DIRECTIONS FOR THIS TASK: Using the entries below, show all lines with the string "forest".

[Source records]
#####

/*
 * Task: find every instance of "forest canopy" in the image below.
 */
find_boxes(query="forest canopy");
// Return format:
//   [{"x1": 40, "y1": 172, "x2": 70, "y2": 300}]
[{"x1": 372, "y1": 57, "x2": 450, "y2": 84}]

#####

RESPONSE TO THIS TASK:
 * Task: find every instance of "forest canopy" in the image below.
find_boxes(query="forest canopy");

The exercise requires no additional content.